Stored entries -
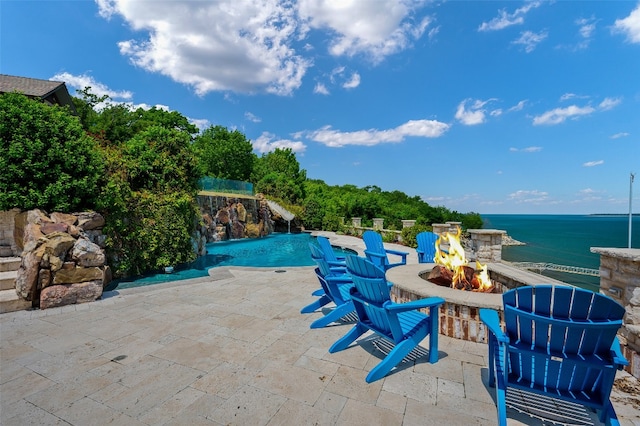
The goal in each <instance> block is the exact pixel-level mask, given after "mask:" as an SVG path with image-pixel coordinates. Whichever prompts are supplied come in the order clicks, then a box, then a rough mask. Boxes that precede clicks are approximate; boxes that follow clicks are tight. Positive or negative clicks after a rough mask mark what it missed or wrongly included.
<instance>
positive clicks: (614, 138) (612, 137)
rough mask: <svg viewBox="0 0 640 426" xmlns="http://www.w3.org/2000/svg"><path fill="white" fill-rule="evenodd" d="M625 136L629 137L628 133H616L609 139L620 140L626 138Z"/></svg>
mask: <svg viewBox="0 0 640 426" xmlns="http://www.w3.org/2000/svg"><path fill="white" fill-rule="evenodd" d="M627 136H629V133H627V132H620V133H616V134H615V135H611V136H610V138H611V139H620V138H626V137H627Z"/></svg>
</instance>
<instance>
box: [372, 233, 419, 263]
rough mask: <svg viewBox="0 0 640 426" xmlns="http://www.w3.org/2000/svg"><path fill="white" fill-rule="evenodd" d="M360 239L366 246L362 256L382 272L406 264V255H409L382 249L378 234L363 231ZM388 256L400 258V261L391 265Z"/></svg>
mask: <svg viewBox="0 0 640 426" xmlns="http://www.w3.org/2000/svg"><path fill="white" fill-rule="evenodd" d="M362 239H363V240H364V245H365V246H366V249H365V251H364V254H365V255H366V256H367V259H369V261H370V262H372V263H373V264H374V265H376V266H378V267H380V268H382V269H383V270H384V271H386V270H388V269H389V268H393V267H394V266H400V265H406V264H407V255H408V254H409V253H407V252H404V251H398V250H391V249H386V248H385V247H384V243H383V242H382V236H381V235H380V234H379V233H377V232H375V231H365V232H364V233H363V234H362ZM389 254H392V255H394V256H400V258H401V260H400V261H399V262H396V263H391V262H390V261H389V257H388V255H389Z"/></svg>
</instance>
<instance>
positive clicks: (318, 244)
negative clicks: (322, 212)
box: [316, 235, 340, 263]
mask: <svg viewBox="0 0 640 426" xmlns="http://www.w3.org/2000/svg"><path fill="white" fill-rule="evenodd" d="M316 241H317V242H318V245H319V246H320V250H322V252H323V253H324V258H325V259H326V260H328V261H329V262H330V263H331V262H334V263H337V262H339V261H340V259H338V256H337V255H336V252H335V251H333V247H332V246H331V242H330V241H329V239H328V238H327V237H323V236H322V235H318V236H317V237H316Z"/></svg>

DIRECTIONS -
Leave the pictures behind and repeat each entry exactly.

PROBLEM SOLUTION -
The goal in each <instance> block is the exact pixel-level mask, given after "mask:" as an SVG path with image-pixel coordinates. Whichever prompts are supplied come in the order clicks, then a box, then a rough mask. Boxes that precede clicks are approximate; boxes that follow clicks are tight. Positive or negative clicks after a rough mask mark what it missed or wrongly included.
<instance>
positive clicks: (614, 138) (612, 137)
rough mask: <svg viewBox="0 0 640 426" xmlns="http://www.w3.org/2000/svg"><path fill="white" fill-rule="evenodd" d="M625 136L629 137L628 133H616L609 139L620 140L626 138Z"/></svg>
mask: <svg viewBox="0 0 640 426" xmlns="http://www.w3.org/2000/svg"><path fill="white" fill-rule="evenodd" d="M627 136H629V133H627V132H620V133H616V134H615V135H611V136H610V138H611V139H620V138H626V137H627Z"/></svg>
</instance>
<instance>
box: [372, 233, 419, 263]
rough mask: <svg viewBox="0 0 640 426" xmlns="http://www.w3.org/2000/svg"><path fill="white" fill-rule="evenodd" d="M360 239L366 246L362 256L382 272L406 264V255H409L382 249L378 234L363 231ZM388 256L400 258V261L391 265Z"/></svg>
mask: <svg viewBox="0 0 640 426" xmlns="http://www.w3.org/2000/svg"><path fill="white" fill-rule="evenodd" d="M362 239H363V240H364V245H365V246H366V249H365V251H364V254H365V255H366V256H367V259H369V261H370V262H372V263H373V264H374V265H376V266H378V267H380V268H382V269H383V270H384V271H386V270H388V269H389V268H393V267H394V266H400V265H406V264H407V255H408V254H409V253H407V252H404V251H398V250H391V249H386V248H385V247H384V243H383V242H382V236H381V235H380V234H379V233H377V232H375V231H365V232H364V233H363V234H362ZM389 254H392V255H394V256H400V258H401V260H400V261H399V262H396V263H391V262H390V261H389V257H388V255H389Z"/></svg>
</instance>
<instance>
positive clicks: (318, 244)
negative clicks: (322, 212)
box: [316, 235, 340, 263]
mask: <svg viewBox="0 0 640 426" xmlns="http://www.w3.org/2000/svg"><path fill="white" fill-rule="evenodd" d="M316 241H317V242H318V245H319V246H320V250H322V252H323V253H324V258H325V259H326V260H328V261H329V262H330V263H331V262H334V263H337V262H339V261H340V259H338V256H337V255H336V252H335V251H333V247H332V246H331V242H330V241H329V239H328V238H327V237H323V236H322V235H318V236H317V237H316Z"/></svg>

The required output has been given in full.